**Exercise requirements**
Without the pictures, output the records below word for word.

* start Source data *

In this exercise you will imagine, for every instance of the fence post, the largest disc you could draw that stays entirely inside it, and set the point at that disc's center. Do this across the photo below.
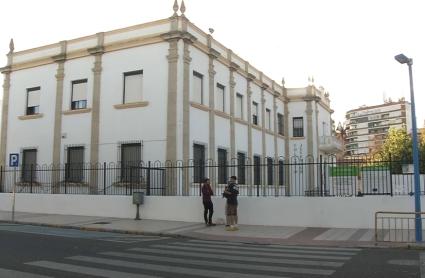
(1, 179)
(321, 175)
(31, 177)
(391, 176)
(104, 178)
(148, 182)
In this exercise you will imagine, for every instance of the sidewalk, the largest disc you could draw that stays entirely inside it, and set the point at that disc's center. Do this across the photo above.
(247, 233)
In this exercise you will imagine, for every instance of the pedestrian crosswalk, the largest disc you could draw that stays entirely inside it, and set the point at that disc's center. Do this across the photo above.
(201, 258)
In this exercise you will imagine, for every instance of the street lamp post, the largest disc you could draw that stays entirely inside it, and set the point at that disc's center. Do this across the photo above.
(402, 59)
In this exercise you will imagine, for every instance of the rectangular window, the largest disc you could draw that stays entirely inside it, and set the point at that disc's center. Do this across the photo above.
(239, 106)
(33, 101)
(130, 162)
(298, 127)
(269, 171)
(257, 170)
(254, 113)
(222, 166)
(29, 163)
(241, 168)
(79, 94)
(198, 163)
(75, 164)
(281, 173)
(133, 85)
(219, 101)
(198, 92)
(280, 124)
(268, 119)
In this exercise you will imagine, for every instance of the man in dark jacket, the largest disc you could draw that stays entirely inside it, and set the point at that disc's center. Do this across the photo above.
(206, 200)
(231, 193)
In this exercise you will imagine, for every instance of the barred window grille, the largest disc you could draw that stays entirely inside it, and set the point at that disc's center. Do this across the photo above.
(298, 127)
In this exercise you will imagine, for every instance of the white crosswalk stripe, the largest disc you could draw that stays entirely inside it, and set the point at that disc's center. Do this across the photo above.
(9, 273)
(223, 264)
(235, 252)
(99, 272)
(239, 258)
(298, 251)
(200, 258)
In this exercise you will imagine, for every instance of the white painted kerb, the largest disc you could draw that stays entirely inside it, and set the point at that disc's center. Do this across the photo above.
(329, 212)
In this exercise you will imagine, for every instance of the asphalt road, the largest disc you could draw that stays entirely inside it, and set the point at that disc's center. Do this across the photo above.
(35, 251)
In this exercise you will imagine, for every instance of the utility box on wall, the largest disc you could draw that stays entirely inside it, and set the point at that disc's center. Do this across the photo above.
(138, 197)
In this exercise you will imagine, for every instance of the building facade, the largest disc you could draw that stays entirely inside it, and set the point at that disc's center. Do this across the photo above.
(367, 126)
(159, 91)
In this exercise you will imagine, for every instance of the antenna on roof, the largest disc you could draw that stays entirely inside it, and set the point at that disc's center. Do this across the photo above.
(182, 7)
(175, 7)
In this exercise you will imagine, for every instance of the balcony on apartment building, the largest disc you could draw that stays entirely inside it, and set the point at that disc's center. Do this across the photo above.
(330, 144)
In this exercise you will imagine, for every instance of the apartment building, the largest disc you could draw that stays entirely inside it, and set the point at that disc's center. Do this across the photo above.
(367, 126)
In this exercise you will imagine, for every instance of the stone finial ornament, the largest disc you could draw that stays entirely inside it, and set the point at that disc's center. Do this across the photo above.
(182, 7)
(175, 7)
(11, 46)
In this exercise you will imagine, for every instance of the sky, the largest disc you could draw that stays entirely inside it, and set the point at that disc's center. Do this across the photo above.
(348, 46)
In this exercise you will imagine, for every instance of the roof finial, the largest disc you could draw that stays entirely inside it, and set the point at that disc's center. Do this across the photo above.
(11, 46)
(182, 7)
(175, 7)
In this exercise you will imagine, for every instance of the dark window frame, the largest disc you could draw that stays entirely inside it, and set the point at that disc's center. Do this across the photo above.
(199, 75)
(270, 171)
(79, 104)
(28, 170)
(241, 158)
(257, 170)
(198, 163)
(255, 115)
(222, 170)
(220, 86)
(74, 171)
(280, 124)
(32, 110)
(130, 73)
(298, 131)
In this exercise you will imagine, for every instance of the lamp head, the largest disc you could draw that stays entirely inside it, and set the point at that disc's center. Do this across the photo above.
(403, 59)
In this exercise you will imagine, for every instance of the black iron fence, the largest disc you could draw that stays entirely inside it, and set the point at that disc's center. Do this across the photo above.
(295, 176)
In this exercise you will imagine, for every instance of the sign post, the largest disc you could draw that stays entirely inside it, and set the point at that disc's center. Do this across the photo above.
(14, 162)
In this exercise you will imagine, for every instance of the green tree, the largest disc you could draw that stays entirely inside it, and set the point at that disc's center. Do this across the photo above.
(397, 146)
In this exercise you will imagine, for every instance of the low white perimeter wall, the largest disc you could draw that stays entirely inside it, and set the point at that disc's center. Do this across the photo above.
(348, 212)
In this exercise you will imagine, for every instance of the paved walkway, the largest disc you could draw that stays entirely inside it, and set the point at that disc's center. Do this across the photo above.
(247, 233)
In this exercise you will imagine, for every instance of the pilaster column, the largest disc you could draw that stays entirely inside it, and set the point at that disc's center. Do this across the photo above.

* end Source data *

**The response**
In this exercise you will imagine, for every instance of the fence post, the largest disc you could draw that stays entirely inside it, and set the point at that disc's center. Do this across the photo below.
(1, 179)
(321, 175)
(31, 177)
(391, 176)
(104, 178)
(148, 182)
In this exercise you will imagine, for every instance of the sidewalk, the largest disc you could draw that stays entirely inside it, and set the point at that disc's center. Do this across the photo above.
(247, 233)
In this exercise you will imagine, for every instance of the pedestrian crosswalk, the largest disc you could draw that stays entirely inside it, and set the point at that disc's center. Do this across the photo above.
(201, 258)
In this exercise you will imagine, for every instance of the street lamp post, the largest disc you could draw that stays entirely inside it, and set the point at that disc's center. Do this across the photo above.
(402, 59)
In this exercise you will imagine, for every instance of the rectangular window, the largest disc you could draw that stays entirely inside it, and set the point at that disc's center. Do this across the photo above.
(239, 106)
(33, 101)
(130, 162)
(298, 127)
(269, 171)
(257, 170)
(254, 113)
(222, 166)
(29, 163)
(241, 168)
(79, 94)
(198, 163)
(75, 164)
(281, 173)
(133, 85)
(219, 101)
(198, 92)
(280, 124)
(268, 119)
In this exercise you will imagine, for every instance of the man in dark jacket, the largest disc you could draw that stays entirely inside it, and set the point at that disc's center. Do this across the photo above.
(206, 200)
(231, 193)
In this exercise you will imagine, for every instance of the barred window grille, the largest disc you could draw that stays entirely inside it, and set the point at that disc's center. Do this across the photo above.
(298, 127)
In this exercise you will imagine, for every instance of the white crosswalk stripe, the largest disc you could draw that stays entirely inside it, and set the point at that disc's center. Do this across the photo above.
(9, 273)
(223, 264)
(235, 252)
(99, 272)
(239, 258)
(298, 251)
(200, 258)
In this exercise you will imagine, for every instance of the white painted kerb, the largest disc you could draw that stays entirely inside it, and set the point at that disc's center. Do this across the photo above.
(329, 212)
In this exercise you will imagine, for every instance of the asphalt road, the largest disc you could draw that stays entirely inside it, and set the point at that disc's center. Do this across the photo above.
(35, 251)
In this exercise you will imagine, for every instance of the utility box on wall, the largest disc you could draw that stays entirely inside it, and set the point at that disc's center. Do this across the photo above.
(138, 197)
In this exercise you will imagine, for every instance of the building facade, the largest disc you could draw that stays entirely inside it, and set the point at that disc's center. Do this across the photo above.
(367, 126)
(159, 91)
In this exercise you will imagine, for every instance of the antenna on roof, the largest disc you could draw that stays entirely inside it, and set the point at that disc's center. Do this across the photo above.
(182, 7)
(175, 7)
In this exercise you will imagine, for every instance of the balcony on apartment building, the largest disc you could draw that stays entirely inside it, and set the point at that disc's center. Do this across the photo above.
(330, 144)
In this exercise you will imagine, for every instance of the apartment building, the largest disc you could draw that stays entirely inside it, and set the point at that disc's center. Do this across the photo above.
(367, 126)
In this exercise you will imagine, for every instance of the stone finial ornament, the largest disc you could draw that stays entirely inside it, and set the point at that disc's center. Do this across the photo above.
(182, 7)
(175, 7)
(11, 46)
In this exercise you will imagine, for every instance of the sky, the largest disc you could draw that stays entirely inside it, and set the point at that disc's center. Do this across the photo above.
(348, 46)
In this exercise you will imagine, for every instance of the roof finial, the largest disc you could draw that stays entirely inside it, and set the point at that disc's center. Do this across the photo above.
(11, 46)
(182, 7)
(175, 7)
In this exercise you will imagine, for every instance of the dark window frame, the largest disc you could draw that stays entirely inside it, and set the point at that disc's center. Do this across the photo above.
(199, 75)
(270, 171)
(79, 104)
(28, 170)
(241, 158)
(257, 170)
(198, 163)
(255, 115)
(222, 170)
(220, 86)
(74, 171)
(280, 124)
(32, 110)
(130, 73)
(298, 131)
In this exercise you will imagine, for every instance of the lamp head, the largest disc you could draw that stays entirely inside it, and set the point at that disc's center. Do this across the photo above.
(403, 59)
In this exercise you will imagine, for every instance of the black iron fence, the largest disc you could draw that stays entirely inside it, and set the point at that disc's center. Do this across the photo above.
(295, 176)
In this exercise you will imagine, for every instance of the sign post, the largest disc you could draw that stays entirely inside it, and set the point at that disc's center. Do this across the photo above.
(14, 162)
In this exercise you will imagine, for every instance of the green tree, the largest disc you could draw that stays entirely inside it, and set the point at that disc's center. Do this across the photo above.
(397, 146)
In this exercise you will imagine, for every instance of the low white perimeter wall, the largest disc you could draw that stays entirely inside it, and set the point at that disc's center. Do this across the photo above.
(348, 212)
In this exercise you will imagine, for every instance of the paved walkway, the largest disc you could draw that stays entirely inside it, and set the point at that disc's center. Do this across the photo above.
(247, 233)
In this exercise you will imagine, for every instance of the pilaster column, the largest disc you could draw that stays entirely inside it, and set the point at that disc's center. Do this across the photo above.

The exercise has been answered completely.